[Records shown start]

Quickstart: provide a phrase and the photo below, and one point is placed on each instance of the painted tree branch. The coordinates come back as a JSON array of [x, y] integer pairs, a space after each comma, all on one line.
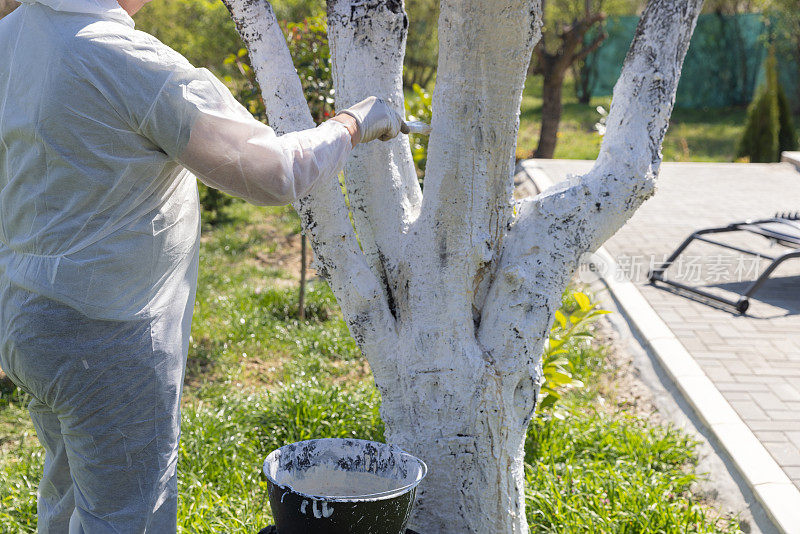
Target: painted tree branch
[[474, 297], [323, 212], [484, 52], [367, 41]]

[Records shown end]
[Records shown start]

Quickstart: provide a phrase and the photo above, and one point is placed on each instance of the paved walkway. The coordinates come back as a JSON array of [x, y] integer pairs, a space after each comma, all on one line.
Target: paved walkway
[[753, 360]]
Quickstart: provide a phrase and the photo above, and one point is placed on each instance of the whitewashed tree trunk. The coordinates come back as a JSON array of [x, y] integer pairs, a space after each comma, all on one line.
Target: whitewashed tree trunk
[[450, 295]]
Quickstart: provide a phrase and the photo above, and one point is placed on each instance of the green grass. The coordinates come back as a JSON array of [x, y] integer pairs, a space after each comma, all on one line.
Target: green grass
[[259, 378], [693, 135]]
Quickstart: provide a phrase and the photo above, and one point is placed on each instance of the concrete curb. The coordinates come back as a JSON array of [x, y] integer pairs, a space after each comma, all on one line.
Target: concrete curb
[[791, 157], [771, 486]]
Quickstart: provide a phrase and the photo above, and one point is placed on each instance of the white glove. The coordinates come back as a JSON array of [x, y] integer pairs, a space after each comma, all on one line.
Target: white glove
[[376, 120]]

[Records shown end]
[Records shown start]

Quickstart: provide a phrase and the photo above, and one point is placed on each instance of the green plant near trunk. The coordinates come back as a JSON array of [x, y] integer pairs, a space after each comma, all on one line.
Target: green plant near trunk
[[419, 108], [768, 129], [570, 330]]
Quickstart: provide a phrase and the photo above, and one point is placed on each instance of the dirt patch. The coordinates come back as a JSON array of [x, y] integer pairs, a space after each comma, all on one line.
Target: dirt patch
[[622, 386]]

[Records shown end]

**Given task**
Can you copy the lines from the records above verbatim, starting at the line that contains "the white glove." and ending at the line that contains "[[376, 120]]", with both of those lines included?

**Response below**
Quickstart: provide a phrase and the photo above, and one point is placed on each instance of the white glove. The coordinates come back as a JSON array of [x, y] integer pairs, a space after each comma, all on one line.
Target: white glove
[[376, 120]]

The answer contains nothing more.